◆ Given exercise 1
Could you extract the stretch from "Why implied vols, not" through "instruments is typical." from the calibration page, word for word?

** Start of Page extract **

Brownian Bridge™

Setup

The Calibration Problem

Model calibration is the process of finding parameter values $\theta \in \mathbb{R}^p$ such that a pricing model reproduces observed market prices. In quantitative finance, this typically means:

Given: market-implied vols $\hat{\sigma}_i$ for instruments $i = 1, \ldots, N$ (strikes $K_i$ , maturities $T_i$ , put/call flags).
Find: model parameters $\theta = (\theta_1, \ldots, \theta_p)$ minimising the weighted sum of squared residuals.

For the Heston model, $\theta = (\kappa, \bar{\nu}, \xi, \rho, \nu_0)$ (mean-reversion speed, long-run variance, vol-of-vol, correlation, initial variance). For SABR, $\theta = (\alpha, \beta, \rho, \nu)$ .

Why implied vols, not prices? Fitting prices across different maturities and strikes without normalisation gives excessive weight to long-dated options (higher absolute prices). Fitting implied vols gives roughly equal weight across the surface and aligns with how traders think about calibration quality.

Assumptions

The pricing function $\sigma_{\mathrm{model}}(K, T; \theta)$ is differentiable in $\theta$ (needed for the Jacobian).
$N \geq p$ : at least as many market instruments as model parameters (identified system). For Heston, $N = 30\text{–}100$ instruments is typical.
The loss surface has a local minimum near the initial guess $\theta_0$ . For most models, multiple local minima exist — global optimisation or multi-start is needed in production.

The Nonlinear Least-Squares Objective

Define residuals $r: \mathbb{R}^p \to \mathbb{R}^N$ :

$r_i(\theta) = w_i \bigl(\sigma_{\mathrm{model}}(K_i, T_i; \theta) - \hat{\sigma}_i\bigr), \qquad i = 1, \ldots, N,$

where $w_i > 0$ are weights (typically proportional to the liquidity or inverse bid-ask spread of instrument $i$ ). The objective is:

$F(\theta) = \frac{1}{2}\|r(\theta)\|^2 = \frac{1}{2}\sum_{i=1}^N r_i(\theta)^2.$

The factor $1/2$ is conventional and simplifies gradient expressions. The calibration seeks:

$\theta^* = \arg\min_{\theta \in \Theta} F(\theta),$

subject to box constraints $\Theta = \{\theta : \ell \leq \theta \leq u\}$ (e.g., $\kappa > 0$ , $\rho \in (-1, 1)$ ).

** End of Page extract **
** Start of Task inputs **

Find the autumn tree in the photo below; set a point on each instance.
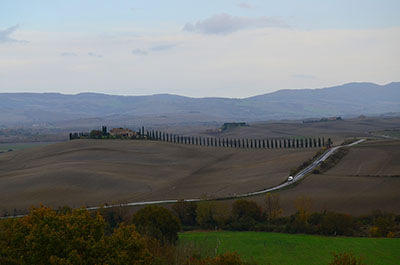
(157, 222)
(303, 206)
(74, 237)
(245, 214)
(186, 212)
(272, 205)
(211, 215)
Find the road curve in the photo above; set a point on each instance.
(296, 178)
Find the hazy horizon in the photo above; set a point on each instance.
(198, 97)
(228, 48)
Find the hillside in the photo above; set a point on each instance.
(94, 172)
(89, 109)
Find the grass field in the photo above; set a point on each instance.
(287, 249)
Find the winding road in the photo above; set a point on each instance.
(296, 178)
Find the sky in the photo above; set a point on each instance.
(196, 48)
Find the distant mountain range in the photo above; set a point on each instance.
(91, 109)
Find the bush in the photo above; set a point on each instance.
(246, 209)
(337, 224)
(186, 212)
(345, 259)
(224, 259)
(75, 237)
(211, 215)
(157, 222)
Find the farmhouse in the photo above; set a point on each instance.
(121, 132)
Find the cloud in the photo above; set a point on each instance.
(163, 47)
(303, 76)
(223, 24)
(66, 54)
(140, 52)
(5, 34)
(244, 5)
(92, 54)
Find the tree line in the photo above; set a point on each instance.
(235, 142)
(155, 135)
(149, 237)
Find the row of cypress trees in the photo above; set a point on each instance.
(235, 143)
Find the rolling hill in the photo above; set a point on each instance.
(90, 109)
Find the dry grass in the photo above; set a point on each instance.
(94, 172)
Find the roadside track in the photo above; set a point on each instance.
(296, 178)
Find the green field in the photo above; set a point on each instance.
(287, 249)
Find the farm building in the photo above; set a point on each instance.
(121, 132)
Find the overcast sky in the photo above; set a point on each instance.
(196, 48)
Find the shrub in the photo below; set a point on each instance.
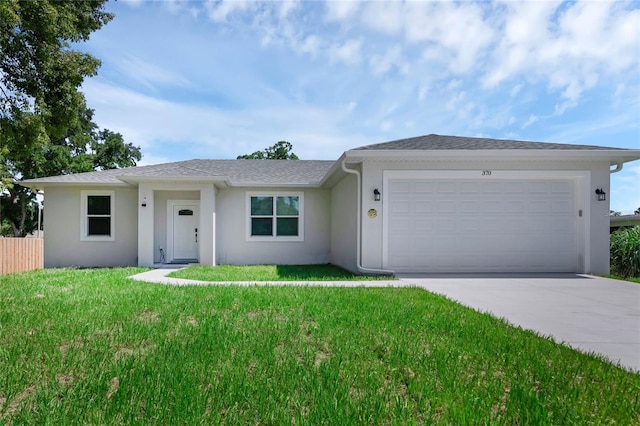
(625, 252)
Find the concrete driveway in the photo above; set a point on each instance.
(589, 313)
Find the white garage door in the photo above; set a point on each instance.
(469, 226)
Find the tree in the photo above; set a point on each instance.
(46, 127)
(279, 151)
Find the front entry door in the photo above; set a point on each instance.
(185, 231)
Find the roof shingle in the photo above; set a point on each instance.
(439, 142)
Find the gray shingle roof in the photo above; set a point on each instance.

** End of Task inputs **
** Start of Task inputs **

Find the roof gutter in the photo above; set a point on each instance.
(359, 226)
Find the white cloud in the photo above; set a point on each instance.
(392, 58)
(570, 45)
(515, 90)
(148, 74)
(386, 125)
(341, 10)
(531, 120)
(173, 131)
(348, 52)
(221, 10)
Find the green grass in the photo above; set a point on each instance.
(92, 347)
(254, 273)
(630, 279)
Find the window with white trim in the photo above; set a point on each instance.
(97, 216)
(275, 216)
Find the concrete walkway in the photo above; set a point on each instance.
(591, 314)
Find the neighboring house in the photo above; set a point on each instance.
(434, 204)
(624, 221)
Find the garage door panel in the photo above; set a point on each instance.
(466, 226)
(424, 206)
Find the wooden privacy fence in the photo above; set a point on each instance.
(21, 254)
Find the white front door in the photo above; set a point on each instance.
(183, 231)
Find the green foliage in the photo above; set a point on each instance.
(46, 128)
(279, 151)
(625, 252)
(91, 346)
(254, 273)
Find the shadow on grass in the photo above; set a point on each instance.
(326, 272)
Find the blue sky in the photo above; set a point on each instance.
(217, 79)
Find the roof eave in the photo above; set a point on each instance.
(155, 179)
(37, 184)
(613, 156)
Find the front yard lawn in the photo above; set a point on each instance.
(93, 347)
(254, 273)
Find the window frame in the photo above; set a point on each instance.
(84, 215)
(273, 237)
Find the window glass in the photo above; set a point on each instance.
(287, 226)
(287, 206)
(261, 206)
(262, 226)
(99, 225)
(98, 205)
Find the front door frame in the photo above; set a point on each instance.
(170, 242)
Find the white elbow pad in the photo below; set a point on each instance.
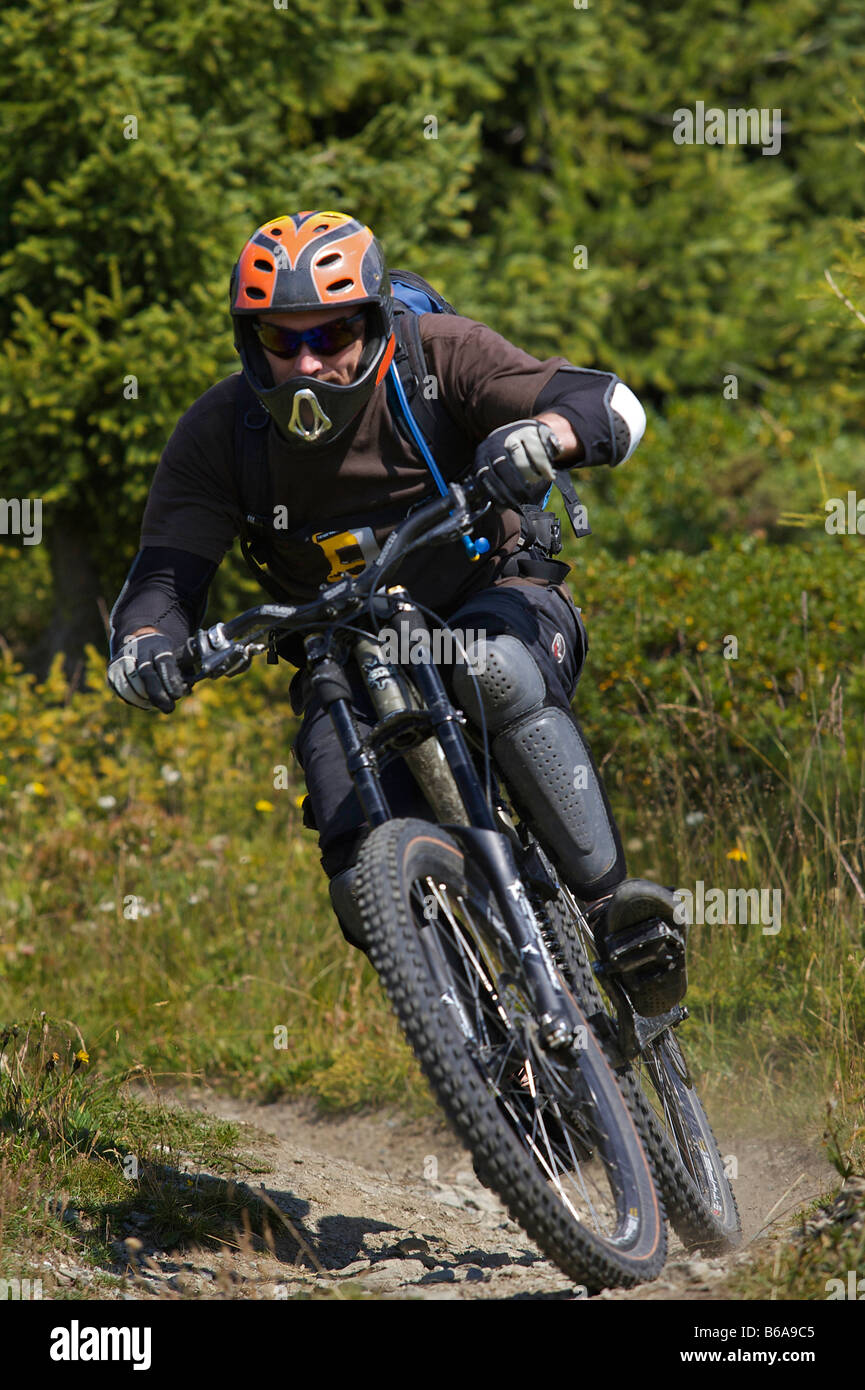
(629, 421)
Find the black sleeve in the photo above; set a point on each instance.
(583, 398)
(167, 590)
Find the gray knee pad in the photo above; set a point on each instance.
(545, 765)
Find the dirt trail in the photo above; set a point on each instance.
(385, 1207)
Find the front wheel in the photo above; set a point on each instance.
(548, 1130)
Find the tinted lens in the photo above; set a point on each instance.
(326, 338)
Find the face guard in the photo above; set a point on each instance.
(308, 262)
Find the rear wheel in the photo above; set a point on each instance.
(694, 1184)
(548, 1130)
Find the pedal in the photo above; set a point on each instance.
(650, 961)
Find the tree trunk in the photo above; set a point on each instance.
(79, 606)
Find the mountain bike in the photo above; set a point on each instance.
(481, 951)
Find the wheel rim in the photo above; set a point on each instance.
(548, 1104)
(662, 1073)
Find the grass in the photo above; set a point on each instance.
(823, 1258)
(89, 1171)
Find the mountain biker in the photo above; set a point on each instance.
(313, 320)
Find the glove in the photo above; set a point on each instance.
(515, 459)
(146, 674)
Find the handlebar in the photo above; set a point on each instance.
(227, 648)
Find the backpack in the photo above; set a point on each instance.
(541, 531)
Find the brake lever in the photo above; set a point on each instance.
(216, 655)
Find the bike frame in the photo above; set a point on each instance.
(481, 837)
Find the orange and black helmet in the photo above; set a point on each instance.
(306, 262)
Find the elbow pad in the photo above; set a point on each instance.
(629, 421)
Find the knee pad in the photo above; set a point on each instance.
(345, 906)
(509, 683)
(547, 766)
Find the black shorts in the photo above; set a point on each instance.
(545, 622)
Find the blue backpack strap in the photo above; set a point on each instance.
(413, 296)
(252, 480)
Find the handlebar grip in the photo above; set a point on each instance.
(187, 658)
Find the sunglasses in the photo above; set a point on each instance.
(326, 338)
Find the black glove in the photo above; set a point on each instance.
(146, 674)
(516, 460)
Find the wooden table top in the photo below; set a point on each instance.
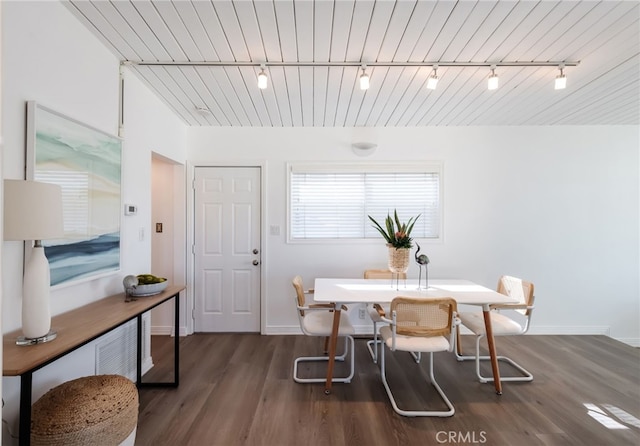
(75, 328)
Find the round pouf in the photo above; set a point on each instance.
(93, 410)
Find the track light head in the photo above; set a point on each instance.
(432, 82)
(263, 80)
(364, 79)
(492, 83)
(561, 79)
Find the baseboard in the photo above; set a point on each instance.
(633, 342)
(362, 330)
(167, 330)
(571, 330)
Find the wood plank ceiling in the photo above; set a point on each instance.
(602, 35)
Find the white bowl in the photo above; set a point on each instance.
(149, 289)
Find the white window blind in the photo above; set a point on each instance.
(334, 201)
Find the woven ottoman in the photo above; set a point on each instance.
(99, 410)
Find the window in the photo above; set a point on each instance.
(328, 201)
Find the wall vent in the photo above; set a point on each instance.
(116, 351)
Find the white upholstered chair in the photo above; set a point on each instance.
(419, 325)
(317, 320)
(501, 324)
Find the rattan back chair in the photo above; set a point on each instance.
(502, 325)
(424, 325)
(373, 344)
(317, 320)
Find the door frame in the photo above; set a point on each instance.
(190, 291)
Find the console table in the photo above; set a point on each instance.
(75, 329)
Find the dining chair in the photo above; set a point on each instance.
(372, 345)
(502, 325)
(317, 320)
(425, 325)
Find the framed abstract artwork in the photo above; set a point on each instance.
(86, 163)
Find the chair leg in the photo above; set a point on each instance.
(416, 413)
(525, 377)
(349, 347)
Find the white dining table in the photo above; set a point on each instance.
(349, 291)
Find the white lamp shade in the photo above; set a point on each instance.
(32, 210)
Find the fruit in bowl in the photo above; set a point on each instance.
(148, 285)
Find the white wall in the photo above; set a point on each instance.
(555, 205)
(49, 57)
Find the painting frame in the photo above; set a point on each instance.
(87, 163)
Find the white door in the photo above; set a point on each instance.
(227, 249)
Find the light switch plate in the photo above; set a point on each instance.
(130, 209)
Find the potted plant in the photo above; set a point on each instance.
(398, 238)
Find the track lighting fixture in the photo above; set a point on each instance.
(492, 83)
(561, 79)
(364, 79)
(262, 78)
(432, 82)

** End of Task inputs **

◆ Given exercise 2
Which lines in the records contain the word "front"? Pull out each of them in full.

◆ Written response 1
Why implied vols, not prices? Fitting prices across different maturities and strikes without normalisation gives excessive weight to long-dated options (higher absolute prices). Fitting implied vols gives roughly equal weight across the surface and aligns with how traders think about calibration quality.

Assumptions

The pricing function $\sigma_{\mathrm{model}}(K, T; \theta)$ is differentiable in $\theta$ (needed for the Jacobian).
$N \geq p$ : at least as many market instruments as model parameters (identified system). For Heston, $N = 30\text{–}100$ instruments is typical.

◆ Written response 2
Find the front entry door in the photo above; set a point on each instance.
Find the white front door in the photo above; set a point on each instance.
Find the front yard lawn in the photo above; set a point on each instance.
Find the front door frame in the photo above; set a point on each instance.
Find the front wheel in the photo above; set a point on each instance.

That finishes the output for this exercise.